**Задания:**
(a) Переведите на английский язык предложение из фрагмента страницы: «Ученого оценивают не по тому, с кем он спит, а по качеству его исследований».
(b) Дословно перепишите из фрагмента страницы отрывок, который начинается словами «- В Интернете, да» и заканчивается словами «или глубоко безразлично?».

**Фрагмент страницы:**

###

Причем тут геи?  Я занялся их проблемами, потому что они меня интересуют и кажутся важными. От того, что в России эта тема опять стала опасной, ни  позиция мирового научного сообщества, ни мои личные убеждения не изменились. Я не правозащитник, но отстаиваю принцип свободы личности и либеральные ценности. Моя логика – это логика Вольтера, говорившего: «Я не разделяю ваших взглядов, но готов идти на смерть, чтобы вы могли их высказывать». Геев просто назначили «виноватыми». Сущность политической гомофобии я подробно  объяснил  в статье в «Вестнике общественного мнения» (она  перепечатана на Gay.ru).. Кому-то по глупости показалось, что на этой почве можно сплотить все народы и религии. Но крестовый поход против геев провалился и лишь усилил внешнеполитическую  изоляцию страны. Да и внутри страны ярость масс на этом не поднимешь, для широкой публики, особенно для молодежи,  это несущественный вопрос. Российская интеллигенция сначала, как всегда, предпочла   остаться  в стороне: «Это неприлично, негигиенично, несимпатично и нас не касается!» Но, как говорится, сегодня ты, а завтра я.  А геи – они ведь тоже ведут себя по-разному. Я защищаю не их, а права человека и свои собственные убеждения.

- В Интернете, да и не только, не раз читал, что Игорь Кон не просто пишет о гомосексуальности, а сам является геем. Вам это неприятно или глубоко безразлично?


Профессия и сексуальная ориентация лежат в разных плоскостях. Ученого оценивают не по тому, с кем он спит, а по качеству его исследований. Свою личную жизнь, включая  сексуальные предпочтения,  я принципиально никогда не обсуждаю.
Во-первых, потому, что считаю эту сферу жизни интимной и не допускаю туда посторонних. Вспомните Шекспира:

Люблю,  но реже говорю об этом,
Люблю сильней,  но не для многих глаз.
Торгует чувство тот, кто перед светом
Всю душу выставляет напоказ.

###

**Извлечённые данные:**
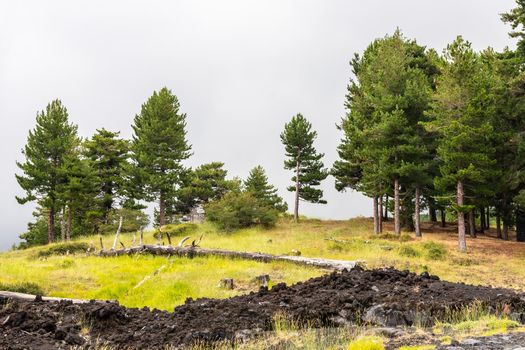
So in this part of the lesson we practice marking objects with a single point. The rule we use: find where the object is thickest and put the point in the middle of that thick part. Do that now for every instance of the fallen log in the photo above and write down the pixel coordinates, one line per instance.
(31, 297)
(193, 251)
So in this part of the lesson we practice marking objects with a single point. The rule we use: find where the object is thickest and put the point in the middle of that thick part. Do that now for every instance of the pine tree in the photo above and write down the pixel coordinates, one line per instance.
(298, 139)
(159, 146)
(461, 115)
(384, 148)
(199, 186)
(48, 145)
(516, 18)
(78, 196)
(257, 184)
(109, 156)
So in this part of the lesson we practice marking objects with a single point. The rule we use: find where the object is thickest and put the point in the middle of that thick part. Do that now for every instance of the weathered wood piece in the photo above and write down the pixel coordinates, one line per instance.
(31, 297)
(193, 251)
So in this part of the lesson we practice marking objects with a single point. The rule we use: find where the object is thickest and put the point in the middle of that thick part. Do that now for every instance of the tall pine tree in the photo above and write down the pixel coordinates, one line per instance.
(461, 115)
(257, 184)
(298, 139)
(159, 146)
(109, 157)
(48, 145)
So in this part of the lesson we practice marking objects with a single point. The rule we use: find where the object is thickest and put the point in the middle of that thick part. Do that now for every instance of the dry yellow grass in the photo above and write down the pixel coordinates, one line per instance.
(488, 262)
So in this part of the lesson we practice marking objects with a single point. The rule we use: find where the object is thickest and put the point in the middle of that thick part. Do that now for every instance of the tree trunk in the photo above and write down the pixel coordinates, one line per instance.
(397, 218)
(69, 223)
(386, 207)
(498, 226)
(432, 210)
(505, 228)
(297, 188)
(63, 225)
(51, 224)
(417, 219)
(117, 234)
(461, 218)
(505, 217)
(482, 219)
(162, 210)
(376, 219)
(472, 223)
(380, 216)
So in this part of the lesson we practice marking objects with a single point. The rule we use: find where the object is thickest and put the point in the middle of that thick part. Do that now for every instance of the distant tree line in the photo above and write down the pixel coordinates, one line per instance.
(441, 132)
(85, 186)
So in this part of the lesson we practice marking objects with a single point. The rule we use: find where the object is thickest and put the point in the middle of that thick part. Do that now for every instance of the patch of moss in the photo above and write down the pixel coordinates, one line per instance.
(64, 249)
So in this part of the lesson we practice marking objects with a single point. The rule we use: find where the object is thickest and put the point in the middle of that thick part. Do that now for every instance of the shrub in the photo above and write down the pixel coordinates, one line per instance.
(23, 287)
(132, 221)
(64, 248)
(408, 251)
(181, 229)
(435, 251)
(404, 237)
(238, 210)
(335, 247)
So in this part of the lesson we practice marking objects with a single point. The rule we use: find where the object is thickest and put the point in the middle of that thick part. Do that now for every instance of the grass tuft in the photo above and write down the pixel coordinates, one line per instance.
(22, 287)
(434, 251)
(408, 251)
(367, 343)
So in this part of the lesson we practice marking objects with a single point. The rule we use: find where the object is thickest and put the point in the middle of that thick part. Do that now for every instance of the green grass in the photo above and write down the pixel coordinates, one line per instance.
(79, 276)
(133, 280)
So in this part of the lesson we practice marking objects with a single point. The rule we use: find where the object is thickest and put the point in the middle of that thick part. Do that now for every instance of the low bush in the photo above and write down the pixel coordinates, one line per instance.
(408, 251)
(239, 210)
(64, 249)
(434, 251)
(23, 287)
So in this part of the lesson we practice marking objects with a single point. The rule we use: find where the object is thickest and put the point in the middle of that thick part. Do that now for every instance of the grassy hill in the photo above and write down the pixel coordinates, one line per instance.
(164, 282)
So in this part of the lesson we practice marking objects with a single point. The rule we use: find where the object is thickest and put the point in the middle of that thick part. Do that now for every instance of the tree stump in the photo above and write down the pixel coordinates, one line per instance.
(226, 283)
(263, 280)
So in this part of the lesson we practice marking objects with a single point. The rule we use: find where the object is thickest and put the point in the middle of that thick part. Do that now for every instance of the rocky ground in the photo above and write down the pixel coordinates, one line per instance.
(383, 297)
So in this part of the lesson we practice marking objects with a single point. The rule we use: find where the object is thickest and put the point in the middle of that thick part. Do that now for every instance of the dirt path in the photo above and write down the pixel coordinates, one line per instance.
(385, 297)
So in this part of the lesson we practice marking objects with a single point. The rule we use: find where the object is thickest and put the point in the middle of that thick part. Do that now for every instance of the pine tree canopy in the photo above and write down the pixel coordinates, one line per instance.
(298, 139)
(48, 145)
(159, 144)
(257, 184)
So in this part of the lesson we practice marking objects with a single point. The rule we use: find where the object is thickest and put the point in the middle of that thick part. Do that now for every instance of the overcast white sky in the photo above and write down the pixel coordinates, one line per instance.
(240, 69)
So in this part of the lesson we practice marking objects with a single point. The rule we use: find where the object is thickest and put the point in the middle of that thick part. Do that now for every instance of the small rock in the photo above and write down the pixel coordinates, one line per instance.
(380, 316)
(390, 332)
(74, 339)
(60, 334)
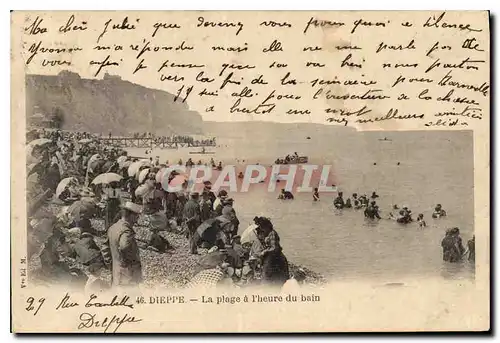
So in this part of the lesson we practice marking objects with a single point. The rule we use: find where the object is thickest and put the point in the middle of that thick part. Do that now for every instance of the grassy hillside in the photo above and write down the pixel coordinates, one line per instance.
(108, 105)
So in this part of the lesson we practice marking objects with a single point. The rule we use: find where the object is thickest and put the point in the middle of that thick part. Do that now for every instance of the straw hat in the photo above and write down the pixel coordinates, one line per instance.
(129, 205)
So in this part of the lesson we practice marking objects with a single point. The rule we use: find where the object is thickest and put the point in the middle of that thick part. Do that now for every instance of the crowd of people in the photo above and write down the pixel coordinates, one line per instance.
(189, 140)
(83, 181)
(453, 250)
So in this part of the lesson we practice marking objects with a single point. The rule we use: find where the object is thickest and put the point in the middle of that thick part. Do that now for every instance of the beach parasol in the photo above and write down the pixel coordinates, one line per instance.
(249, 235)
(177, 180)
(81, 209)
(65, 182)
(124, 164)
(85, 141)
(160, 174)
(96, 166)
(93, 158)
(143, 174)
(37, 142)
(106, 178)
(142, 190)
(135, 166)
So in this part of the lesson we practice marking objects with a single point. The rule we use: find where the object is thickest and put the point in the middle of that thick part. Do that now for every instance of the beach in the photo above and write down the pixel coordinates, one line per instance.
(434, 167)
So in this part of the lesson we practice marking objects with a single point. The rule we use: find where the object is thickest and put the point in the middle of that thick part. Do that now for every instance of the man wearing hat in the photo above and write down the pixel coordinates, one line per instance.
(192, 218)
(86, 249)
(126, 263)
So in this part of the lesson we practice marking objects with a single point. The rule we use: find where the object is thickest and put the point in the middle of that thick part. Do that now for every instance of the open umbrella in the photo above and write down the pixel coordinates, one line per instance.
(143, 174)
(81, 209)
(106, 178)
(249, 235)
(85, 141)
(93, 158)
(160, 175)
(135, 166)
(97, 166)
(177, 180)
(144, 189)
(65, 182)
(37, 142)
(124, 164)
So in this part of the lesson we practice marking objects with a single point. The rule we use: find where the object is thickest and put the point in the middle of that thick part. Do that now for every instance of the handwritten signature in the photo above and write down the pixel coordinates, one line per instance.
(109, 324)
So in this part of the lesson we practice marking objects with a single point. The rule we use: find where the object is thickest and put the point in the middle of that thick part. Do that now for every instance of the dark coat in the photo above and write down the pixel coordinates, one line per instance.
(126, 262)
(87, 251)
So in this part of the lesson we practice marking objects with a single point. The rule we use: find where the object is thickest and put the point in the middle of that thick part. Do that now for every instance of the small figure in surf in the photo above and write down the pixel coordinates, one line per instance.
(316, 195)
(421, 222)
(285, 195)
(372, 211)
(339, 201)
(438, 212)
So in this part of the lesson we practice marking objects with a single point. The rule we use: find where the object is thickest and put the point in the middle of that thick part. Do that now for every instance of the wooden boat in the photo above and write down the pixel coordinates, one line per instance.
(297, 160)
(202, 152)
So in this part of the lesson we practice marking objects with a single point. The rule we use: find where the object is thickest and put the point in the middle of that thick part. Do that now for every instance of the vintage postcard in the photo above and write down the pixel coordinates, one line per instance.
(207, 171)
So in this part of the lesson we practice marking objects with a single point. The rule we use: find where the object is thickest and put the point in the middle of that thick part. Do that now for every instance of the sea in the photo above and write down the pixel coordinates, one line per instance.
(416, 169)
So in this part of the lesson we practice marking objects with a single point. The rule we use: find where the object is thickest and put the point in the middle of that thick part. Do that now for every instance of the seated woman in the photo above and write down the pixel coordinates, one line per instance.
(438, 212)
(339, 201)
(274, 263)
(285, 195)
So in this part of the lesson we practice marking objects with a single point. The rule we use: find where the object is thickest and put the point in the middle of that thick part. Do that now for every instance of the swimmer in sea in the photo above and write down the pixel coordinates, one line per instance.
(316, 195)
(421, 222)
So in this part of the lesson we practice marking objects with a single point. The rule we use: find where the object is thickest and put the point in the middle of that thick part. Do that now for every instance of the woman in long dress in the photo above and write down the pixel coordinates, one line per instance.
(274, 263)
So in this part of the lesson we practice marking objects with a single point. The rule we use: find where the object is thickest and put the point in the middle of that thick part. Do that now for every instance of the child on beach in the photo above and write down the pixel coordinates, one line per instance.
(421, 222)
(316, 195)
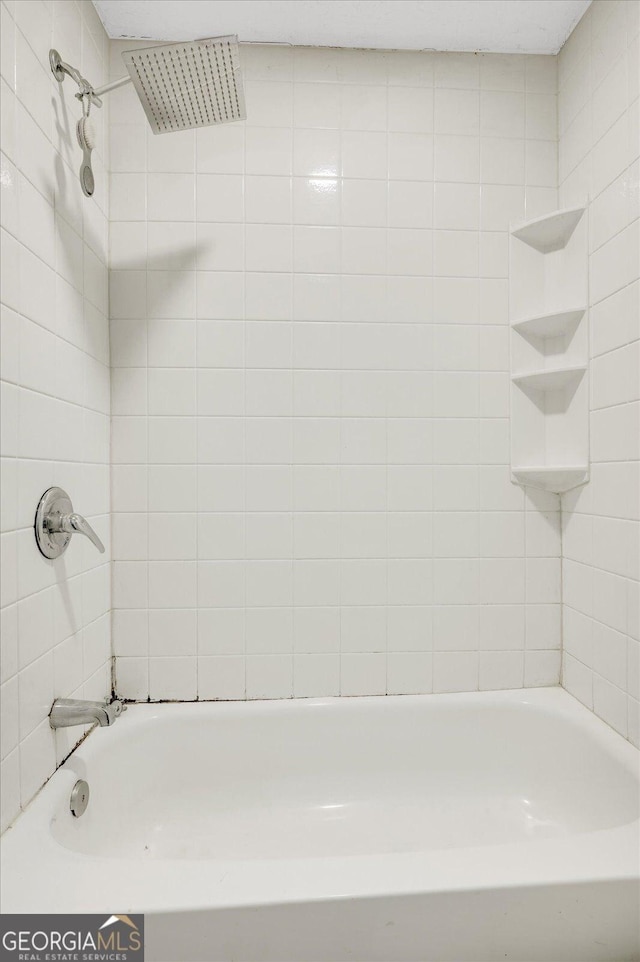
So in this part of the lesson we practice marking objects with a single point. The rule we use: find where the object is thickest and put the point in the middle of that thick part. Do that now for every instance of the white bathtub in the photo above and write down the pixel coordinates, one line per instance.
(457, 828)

###

**Итоговые результаты:**
(a) A scholar is judged not by whom he sleeps with, but by the quality of his research.

(b)
- В Интернете, да и не только, не раз читал, что Игорь Кон не просто пишет о гомосексуальности, а сам является геем. Вам это неприятно или глубоко безразлично?